ENUNCIADO DEL EJERCICIO
Transcribe al pie de la letra todas las filas que siguen.

FILAS

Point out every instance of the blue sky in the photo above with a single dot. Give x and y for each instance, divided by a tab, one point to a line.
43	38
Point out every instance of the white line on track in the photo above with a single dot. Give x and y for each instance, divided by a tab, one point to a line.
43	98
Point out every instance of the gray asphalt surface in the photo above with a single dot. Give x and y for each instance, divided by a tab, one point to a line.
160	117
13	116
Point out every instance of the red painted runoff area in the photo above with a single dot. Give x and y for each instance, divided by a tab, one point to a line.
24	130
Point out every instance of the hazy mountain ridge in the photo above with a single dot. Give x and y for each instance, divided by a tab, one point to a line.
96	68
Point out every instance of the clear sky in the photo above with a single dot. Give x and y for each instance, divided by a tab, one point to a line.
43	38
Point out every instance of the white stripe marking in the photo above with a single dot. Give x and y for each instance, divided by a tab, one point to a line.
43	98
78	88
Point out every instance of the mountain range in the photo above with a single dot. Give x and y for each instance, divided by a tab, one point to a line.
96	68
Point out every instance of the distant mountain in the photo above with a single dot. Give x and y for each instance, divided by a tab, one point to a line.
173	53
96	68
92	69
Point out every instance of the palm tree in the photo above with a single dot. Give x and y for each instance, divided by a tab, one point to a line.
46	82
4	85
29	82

RESULTADO DE LA TAREA
Point out every instance of the blue sky in the photo above with a single dot. Give x and y for each instance, divided by a tab, one point to a line.
43	38
Point out every instance of the white line on track in the photo above with a single dot. Give x and y for each instance, divided by a tab, one point to a line.
43	98
Point out every instance of the gray asphalt surface in the photo above with a single dot. Give x and y for each instance, divided by a tab, one point to a line.
160	117
13	116
Point out every instance of the red painted runoff area in the photo above with a single dot. Give x and y for each instance, divided by a tab, one point to a line.
24	130
Point out every instance of the hazy mountain ridge in the photo above with a single dot. Give x and y for each instance, divided by a tab, one point to a line.
96	68
Point out every instance of the clear sky in the photo above with a single dot. Give x and y for each instance, divided by a tab, one point to a line.
43	38
Point out every instance of the white stripe marking in the photo above with a single dot. Give x and y for each instance, divided by a tab, one point to a line.
43	98
78	88
Point out every instance of the mountain range in the photo above with a single dot. Give x and y for each instance, divided by a tab, one point to a line.
96	68
Point out every instance of the distant mountain in the photo above with a single dot. Give x and y for each instance, divided by a tab, one point to a line.
173	53
96	68
92	69
Point out every instance of the palm tree in the photo above with a single dot. Give x and y for each instance, divided by a tab, one point to a line.
46	82
4	85
29	82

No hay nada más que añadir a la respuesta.